Re: [PATCH 0/5] crypto: add NEON-optimized BLAKE2b

Eric Biggers <ebiggers@xxxxxxxxxx> · Wed, 16 Dec 2020 19:54:18 -0800

On Wed, Dec 16, 2020 at 11:32:44PM +0100, Jason A. Donenfeld wrote:
> Hi Eric,
> 
> On Wed, Dec 16, 2020 at 9:48 PM Eric Biggers <ebiggers@xxxxxxxxxx> wrote:
> > By the way, if people are interested in having my ARM scalar implementation of
> > BLAKE2s in the kernel too, I can send a patchset for that too.  It just ended up
> > being slower than BLAKE2b and SHA-1, so it wasn't as good for the use case
> > mentioned above.  If it were to be added as "blake2s-256-arm", we'd have:
> 
> I'd certainly be interested in this. Any rough idea how it performs
> for pretty small messages compared to the generic implementation?

(Stored data)
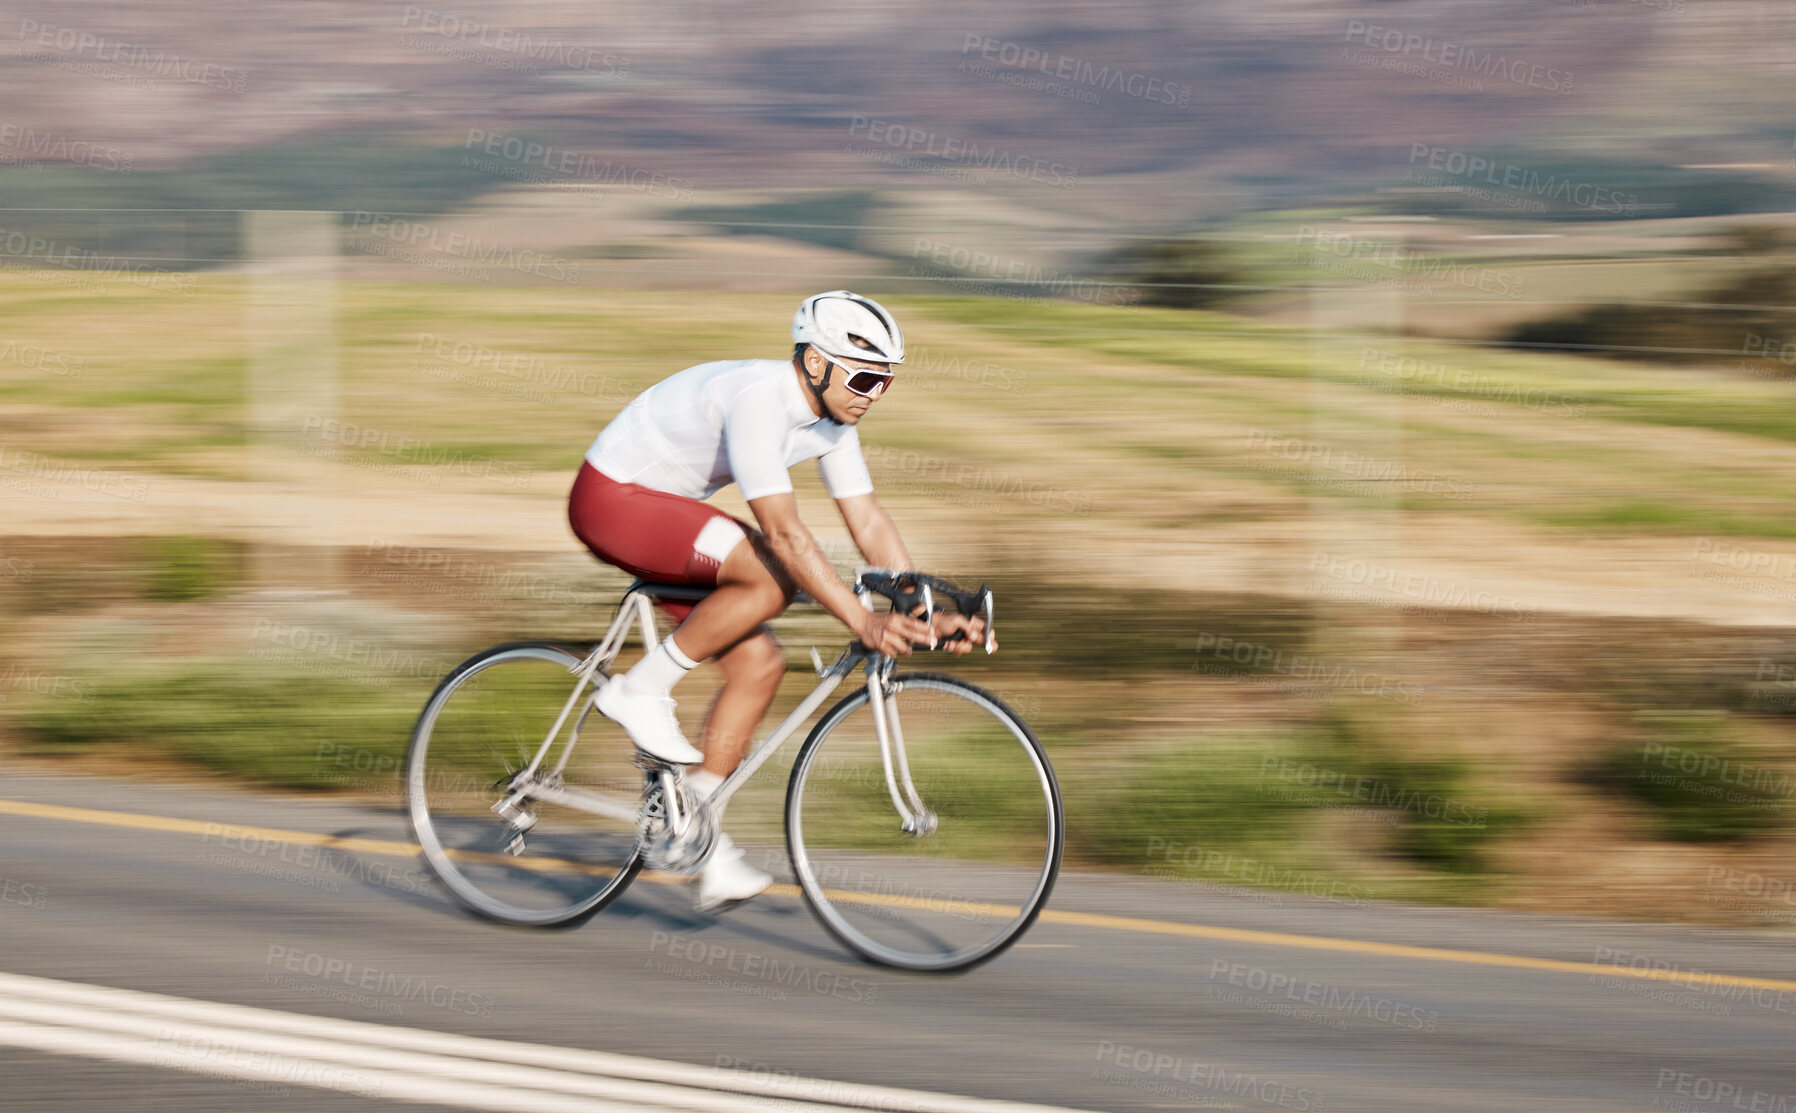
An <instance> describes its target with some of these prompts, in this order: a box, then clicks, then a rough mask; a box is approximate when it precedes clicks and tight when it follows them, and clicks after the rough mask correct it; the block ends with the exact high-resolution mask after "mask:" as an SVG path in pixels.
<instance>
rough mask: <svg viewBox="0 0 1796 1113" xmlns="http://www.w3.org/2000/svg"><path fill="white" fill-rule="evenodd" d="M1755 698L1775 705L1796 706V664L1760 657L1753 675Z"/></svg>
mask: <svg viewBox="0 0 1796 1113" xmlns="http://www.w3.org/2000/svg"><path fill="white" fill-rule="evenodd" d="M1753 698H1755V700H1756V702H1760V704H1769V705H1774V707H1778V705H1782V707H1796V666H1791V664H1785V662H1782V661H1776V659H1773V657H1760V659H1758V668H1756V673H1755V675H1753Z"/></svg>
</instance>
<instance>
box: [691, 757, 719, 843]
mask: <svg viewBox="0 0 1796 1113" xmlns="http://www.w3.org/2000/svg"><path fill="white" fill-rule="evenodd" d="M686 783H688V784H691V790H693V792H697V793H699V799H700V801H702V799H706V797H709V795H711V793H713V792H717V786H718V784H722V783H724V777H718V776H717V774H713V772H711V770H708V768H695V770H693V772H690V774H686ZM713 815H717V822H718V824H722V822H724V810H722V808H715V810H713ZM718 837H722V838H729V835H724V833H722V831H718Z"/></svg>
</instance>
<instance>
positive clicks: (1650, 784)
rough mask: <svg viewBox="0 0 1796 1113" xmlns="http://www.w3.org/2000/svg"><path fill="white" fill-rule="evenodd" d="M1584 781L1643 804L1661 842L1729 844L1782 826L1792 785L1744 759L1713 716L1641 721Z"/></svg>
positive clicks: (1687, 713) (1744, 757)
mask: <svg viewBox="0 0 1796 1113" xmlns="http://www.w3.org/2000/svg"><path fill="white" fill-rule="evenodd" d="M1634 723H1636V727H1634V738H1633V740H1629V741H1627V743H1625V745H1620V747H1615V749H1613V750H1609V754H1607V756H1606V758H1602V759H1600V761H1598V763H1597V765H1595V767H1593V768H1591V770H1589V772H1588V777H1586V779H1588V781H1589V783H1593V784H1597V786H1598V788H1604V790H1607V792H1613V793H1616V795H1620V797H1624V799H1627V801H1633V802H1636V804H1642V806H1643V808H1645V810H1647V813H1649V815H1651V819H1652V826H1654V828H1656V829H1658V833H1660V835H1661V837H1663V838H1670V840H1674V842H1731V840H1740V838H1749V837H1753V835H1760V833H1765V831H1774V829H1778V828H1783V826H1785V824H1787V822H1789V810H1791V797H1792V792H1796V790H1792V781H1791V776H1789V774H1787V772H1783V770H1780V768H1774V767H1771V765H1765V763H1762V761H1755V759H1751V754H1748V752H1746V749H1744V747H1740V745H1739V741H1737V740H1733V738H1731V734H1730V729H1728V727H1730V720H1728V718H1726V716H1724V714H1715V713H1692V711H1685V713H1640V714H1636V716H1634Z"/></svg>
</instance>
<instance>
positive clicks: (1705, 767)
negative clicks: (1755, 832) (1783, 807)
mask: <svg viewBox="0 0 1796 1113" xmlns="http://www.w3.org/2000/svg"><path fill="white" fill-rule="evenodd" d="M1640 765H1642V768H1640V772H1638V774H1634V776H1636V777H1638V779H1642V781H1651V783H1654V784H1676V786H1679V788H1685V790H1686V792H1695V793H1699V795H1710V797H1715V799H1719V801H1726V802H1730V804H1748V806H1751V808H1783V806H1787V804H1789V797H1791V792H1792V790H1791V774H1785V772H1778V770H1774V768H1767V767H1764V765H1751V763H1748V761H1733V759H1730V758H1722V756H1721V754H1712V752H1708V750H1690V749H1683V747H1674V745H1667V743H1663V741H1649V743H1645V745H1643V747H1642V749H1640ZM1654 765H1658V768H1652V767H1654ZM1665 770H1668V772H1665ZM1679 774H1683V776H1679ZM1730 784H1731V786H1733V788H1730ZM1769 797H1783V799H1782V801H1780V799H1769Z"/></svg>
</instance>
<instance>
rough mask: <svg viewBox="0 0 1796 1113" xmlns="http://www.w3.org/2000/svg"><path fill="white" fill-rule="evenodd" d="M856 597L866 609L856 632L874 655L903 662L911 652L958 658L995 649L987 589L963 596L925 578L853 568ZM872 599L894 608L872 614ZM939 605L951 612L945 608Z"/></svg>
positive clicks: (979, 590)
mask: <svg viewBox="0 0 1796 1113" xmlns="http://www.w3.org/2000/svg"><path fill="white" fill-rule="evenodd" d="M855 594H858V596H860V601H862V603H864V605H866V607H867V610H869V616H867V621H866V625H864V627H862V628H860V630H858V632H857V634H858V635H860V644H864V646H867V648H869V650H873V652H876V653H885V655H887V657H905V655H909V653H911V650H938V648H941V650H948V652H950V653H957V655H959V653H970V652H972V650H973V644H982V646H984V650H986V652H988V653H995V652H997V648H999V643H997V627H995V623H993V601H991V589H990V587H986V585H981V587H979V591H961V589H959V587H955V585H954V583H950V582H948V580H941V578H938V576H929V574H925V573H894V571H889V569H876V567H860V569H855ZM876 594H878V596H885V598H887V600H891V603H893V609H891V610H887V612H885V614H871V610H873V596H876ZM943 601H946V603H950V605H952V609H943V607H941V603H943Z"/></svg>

--

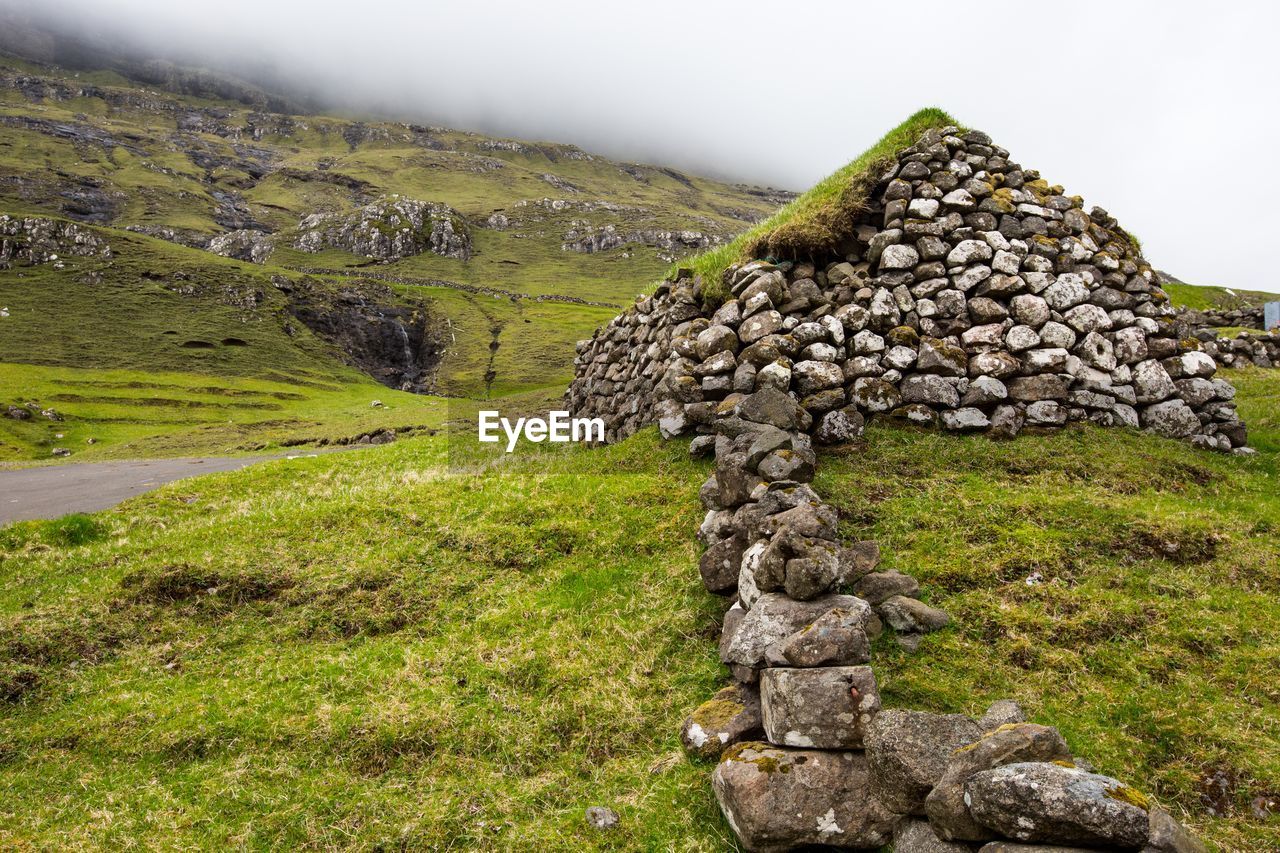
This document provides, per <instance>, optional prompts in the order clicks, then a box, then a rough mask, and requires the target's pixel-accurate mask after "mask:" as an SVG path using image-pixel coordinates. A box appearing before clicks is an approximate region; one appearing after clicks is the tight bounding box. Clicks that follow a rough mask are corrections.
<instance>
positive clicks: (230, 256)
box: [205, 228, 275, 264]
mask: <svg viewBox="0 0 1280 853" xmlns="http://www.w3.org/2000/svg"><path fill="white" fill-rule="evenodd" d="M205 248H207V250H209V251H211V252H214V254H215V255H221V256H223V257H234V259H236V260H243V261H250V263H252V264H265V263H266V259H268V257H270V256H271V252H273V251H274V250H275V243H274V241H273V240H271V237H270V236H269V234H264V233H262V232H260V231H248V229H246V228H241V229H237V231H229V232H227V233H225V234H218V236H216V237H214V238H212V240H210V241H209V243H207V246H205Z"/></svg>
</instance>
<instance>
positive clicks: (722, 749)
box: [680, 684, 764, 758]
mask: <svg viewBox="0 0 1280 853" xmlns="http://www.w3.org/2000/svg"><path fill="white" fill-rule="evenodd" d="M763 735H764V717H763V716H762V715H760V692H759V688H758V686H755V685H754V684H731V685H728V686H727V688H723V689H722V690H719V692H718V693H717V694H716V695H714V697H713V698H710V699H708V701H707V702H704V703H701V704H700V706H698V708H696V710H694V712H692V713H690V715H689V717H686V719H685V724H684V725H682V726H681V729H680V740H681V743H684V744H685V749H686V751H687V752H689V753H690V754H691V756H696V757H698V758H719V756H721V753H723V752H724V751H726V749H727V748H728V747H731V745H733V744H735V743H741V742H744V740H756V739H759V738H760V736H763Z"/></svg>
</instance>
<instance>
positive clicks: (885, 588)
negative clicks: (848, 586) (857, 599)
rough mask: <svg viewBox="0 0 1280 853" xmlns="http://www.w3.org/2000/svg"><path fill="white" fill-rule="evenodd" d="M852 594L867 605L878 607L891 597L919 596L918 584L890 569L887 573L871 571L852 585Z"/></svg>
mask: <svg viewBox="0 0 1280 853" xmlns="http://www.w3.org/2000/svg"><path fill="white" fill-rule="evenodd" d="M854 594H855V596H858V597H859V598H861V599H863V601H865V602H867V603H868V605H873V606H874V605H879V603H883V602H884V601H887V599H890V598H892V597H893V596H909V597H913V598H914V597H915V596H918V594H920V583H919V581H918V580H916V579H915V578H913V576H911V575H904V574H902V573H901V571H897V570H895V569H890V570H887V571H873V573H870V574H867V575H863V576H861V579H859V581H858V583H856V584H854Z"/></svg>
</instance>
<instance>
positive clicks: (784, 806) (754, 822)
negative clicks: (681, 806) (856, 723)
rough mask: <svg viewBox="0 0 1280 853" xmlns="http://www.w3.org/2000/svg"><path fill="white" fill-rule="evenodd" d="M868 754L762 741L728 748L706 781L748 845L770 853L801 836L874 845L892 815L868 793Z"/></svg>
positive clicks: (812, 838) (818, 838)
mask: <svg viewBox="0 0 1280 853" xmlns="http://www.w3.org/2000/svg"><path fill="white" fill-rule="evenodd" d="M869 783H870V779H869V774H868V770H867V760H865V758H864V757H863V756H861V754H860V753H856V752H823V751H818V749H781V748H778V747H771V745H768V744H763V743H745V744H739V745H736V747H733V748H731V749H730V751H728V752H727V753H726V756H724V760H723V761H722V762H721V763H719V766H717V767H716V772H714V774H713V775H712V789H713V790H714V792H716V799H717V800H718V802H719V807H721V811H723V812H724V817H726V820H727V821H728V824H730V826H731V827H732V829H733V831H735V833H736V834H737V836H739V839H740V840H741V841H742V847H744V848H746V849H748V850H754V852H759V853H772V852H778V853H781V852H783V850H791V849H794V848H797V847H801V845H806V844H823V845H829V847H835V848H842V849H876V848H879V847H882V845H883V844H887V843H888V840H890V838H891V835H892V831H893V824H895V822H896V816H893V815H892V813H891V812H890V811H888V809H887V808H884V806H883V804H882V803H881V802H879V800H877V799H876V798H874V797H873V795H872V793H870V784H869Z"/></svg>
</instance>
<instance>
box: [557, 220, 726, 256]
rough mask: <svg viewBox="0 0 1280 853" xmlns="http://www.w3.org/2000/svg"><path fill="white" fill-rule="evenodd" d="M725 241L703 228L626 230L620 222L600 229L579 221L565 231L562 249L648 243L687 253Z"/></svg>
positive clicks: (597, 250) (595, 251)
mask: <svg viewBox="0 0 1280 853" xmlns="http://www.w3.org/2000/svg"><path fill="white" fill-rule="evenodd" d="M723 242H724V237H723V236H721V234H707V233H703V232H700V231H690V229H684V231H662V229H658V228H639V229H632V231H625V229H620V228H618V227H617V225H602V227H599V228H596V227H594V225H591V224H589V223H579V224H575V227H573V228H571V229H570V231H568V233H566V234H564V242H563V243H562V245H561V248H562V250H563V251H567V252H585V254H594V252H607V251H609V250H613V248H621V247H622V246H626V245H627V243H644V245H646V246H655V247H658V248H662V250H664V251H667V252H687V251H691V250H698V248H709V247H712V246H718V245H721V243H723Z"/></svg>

Exercise brief »
Continue the mailing-list reply about the NEON-optimized BLAKE2b patches, picking up after its last quoted line.

Output of the task »
> 100-140 byte ranges? Is the speedup about the same as for longer
> messages because this doesn't parallelize across multiple blocks?
> 

It does one block at a time, and there isn't much overhead, so yes the speedup
on short messages should be about the same as on long messages.

I did a couple quick userspace benchmarks and got (still on Cortex-A7):

	100-byte messages:
		BLAKE2s ARM:     28.9 cpb
		BLAKE2s generic: 42.4 cpb

	140-byte messages:
		BLAKE2s ARM:     29.5 cpb
		BLAKE2s generic: 44.0 cpb

The results in the kernel may differ a bit, but probably not by much.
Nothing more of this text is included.